Please rewrite the records from the line containing "[locate] metal pipe rail (one dot each)" through the end of the records, both included, as a JSON list of strings with one string per line and blank lines left out.

▶ [Given entries]:
= = =
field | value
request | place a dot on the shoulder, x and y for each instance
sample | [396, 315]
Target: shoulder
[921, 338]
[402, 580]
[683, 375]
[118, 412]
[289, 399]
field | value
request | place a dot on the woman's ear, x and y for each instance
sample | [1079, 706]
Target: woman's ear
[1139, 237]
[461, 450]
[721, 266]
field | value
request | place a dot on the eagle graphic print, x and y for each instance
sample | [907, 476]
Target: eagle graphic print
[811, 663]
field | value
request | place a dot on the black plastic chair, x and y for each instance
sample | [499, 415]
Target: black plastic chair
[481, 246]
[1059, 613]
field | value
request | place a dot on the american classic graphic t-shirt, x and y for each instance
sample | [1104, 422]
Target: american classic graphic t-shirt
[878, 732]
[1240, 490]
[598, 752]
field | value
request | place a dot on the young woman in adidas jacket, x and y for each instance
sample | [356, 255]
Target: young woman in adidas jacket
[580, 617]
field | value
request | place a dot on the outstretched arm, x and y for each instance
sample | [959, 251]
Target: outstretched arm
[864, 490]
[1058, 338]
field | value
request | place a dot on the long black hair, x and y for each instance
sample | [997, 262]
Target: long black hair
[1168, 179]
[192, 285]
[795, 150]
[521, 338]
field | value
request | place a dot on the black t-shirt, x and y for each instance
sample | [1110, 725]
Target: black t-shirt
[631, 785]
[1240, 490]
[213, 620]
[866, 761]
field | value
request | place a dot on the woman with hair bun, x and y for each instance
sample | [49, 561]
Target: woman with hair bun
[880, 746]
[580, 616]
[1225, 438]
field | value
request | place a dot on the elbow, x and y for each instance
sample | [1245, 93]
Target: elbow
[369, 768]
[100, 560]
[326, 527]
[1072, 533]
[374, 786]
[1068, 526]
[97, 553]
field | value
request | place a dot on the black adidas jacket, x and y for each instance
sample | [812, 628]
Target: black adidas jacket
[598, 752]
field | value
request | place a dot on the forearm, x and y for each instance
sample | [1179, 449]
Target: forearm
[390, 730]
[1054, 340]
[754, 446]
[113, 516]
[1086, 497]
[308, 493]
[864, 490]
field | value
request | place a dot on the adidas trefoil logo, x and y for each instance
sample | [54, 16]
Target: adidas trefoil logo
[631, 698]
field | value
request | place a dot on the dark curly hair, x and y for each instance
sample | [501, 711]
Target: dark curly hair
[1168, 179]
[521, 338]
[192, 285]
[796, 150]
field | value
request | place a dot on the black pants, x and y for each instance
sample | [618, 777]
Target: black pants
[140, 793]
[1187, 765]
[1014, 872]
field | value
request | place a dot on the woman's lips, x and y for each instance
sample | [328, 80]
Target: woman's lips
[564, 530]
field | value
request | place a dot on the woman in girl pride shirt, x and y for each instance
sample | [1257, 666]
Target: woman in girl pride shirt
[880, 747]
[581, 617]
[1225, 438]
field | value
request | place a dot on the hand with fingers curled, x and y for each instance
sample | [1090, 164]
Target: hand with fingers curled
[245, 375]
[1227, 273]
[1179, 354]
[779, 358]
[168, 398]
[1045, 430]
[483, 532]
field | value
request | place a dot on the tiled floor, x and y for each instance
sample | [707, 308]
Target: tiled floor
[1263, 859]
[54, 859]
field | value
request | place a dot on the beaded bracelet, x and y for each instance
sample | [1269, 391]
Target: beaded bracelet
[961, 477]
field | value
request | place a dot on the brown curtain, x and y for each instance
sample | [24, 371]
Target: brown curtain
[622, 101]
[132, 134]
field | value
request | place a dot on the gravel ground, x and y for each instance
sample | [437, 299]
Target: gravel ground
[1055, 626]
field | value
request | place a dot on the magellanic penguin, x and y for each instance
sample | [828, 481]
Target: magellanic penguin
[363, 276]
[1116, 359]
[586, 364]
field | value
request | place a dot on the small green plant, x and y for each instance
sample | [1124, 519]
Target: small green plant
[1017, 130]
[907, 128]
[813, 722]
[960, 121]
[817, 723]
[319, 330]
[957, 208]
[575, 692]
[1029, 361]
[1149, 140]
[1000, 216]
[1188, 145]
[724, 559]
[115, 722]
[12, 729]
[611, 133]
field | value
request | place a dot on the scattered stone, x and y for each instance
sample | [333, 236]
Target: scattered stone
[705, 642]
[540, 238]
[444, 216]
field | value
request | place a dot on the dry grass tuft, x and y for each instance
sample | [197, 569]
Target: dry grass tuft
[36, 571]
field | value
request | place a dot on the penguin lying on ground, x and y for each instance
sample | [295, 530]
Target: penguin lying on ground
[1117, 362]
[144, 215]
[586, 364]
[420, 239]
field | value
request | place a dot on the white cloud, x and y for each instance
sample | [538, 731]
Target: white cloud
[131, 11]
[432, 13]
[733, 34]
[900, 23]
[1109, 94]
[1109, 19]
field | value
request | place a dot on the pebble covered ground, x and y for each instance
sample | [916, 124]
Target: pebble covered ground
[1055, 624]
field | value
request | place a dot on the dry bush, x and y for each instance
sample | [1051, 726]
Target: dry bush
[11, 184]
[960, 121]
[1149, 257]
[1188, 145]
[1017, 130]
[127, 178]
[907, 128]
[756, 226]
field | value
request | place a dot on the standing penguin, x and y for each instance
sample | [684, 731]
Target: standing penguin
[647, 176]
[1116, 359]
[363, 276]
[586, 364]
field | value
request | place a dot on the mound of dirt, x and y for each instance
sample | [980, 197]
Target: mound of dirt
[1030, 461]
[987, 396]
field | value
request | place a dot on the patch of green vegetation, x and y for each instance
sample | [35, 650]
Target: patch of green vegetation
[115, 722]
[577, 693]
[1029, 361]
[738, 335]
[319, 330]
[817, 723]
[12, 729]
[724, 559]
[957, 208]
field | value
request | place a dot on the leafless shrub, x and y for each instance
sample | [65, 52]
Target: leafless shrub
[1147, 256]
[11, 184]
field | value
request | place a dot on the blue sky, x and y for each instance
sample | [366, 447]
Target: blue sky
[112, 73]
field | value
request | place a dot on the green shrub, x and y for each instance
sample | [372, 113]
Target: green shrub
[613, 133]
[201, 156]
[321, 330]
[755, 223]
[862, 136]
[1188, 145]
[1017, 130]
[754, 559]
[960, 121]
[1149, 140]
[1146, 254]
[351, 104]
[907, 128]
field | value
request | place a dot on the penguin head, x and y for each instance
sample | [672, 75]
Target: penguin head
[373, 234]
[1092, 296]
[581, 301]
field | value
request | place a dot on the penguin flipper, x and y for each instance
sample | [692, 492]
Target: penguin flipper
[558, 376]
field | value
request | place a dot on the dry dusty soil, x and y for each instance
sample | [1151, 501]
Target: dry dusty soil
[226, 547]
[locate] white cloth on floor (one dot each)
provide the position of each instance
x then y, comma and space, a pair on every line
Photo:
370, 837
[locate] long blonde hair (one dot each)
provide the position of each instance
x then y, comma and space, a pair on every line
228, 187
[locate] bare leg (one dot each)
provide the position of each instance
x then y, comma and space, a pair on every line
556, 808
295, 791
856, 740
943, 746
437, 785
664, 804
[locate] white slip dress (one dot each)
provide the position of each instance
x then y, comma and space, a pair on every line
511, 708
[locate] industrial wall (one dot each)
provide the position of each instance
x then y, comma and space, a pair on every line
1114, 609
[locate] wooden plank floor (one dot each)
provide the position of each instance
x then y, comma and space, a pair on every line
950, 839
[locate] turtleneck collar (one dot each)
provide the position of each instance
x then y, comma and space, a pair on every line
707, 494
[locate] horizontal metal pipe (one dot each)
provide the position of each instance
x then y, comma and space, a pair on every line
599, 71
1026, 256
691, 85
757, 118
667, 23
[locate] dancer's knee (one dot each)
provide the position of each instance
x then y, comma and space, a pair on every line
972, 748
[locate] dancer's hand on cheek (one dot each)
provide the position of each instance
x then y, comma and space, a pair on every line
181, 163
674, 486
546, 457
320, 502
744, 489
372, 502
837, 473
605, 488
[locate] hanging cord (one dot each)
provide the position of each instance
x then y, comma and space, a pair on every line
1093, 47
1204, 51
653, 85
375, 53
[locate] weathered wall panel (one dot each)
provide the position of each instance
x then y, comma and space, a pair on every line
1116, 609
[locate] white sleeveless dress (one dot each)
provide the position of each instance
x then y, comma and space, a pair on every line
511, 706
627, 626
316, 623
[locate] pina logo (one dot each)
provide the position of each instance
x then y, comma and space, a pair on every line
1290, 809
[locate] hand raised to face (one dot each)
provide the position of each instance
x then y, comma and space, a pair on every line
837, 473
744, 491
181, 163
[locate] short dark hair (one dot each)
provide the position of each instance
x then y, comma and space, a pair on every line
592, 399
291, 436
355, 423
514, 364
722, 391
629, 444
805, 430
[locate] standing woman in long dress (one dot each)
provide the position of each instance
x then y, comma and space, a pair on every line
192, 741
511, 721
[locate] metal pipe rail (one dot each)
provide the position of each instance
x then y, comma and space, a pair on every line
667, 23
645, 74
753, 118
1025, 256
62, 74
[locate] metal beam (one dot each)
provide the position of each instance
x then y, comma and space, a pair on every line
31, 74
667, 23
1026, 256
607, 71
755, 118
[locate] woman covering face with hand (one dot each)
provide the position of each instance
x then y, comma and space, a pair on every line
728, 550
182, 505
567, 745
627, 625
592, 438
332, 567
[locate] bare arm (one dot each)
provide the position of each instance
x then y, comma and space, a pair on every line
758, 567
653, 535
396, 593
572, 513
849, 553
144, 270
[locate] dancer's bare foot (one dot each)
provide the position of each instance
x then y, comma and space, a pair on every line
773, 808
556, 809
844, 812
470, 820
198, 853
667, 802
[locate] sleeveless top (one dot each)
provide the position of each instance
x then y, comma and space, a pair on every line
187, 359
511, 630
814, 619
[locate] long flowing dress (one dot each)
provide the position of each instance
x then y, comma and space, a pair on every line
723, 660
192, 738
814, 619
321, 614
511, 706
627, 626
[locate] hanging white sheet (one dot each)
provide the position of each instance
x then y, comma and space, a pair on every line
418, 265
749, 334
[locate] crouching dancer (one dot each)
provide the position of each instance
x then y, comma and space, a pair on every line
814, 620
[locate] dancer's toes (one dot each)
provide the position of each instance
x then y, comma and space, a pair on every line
= = =
▶ [Finished answer]:
[
  "[locate] metal pipe rail (one dot each)",
  "provide the position of each instance",
  "x then y, comma and space, a pair on every line",
  "667, 23",
  "645, 74",
  "753, 118",
  "1025, 256",
  "62, 74",
  "[locate] metal beam (one dot each)",
  "provide the position of each instance",
  "x then y, comma and space, a pair on every line",
  "31, 74",
  "667, 23",
  "1026, 256",
  "607, 71",
  "755, 118",
  "[locate] woman covering face with hand (one dot each)",
  "provide the position of each instance",
  "x then y, comma and space, a pair on every line",
  "728, 550",
  "182, 505",
  "567, 745",
  "627, 625",
  "592, 438",
  "332, 567",
  "[locate] bare arm (one dot each)",
  "provide the position of each instance",
  "x then y, comma and space, a pair on every line",
  "758, 567",
  "653, 535",
  "396, 593",
  "572, 513",
  "849, 553",
  "144, 270",
  "[locate] dancer's bare foot (one dot each)",
  "provide the position of each instance",
  "x then y, comma and space, a pair on every line",
  "773, 808",
  "556, 809",
  "844, 812",
  "470, 820",
  "198, 853",
  "667, 802",
  "[locate] sleeveless top (one dot each)",
  "provide the position of each instance",
  "x then y, comma and space, a pair on every line",
  "187, 359",
  "511, 630",
  "814, 619",
  "[locate] long flowing dress (one dot each)",
  "provide the position of each instance",
  "x then y, comma and space, a pair on every line",
  "723, 660",
  "192, 738",
  "814, 619",
  "321, 614",
  "511, 706",
  "627, 626",
  "[locate] hanging white sheet (one dot each)",
  "provide the position of each instance",
  "x then y, comma and space, a pair on every line",
  "418, 265",
  "749, 334",
  "[locate] crouching dancer (one dot each)",
  "provide the position of each instance",
  "x then y, comma and space, a pair on every line",
  "814, 620",
  "[locate] dancer's toes (one dot each)",
  "provide the position of each instance",
  "x then y, comma and space, a pair on every line"
]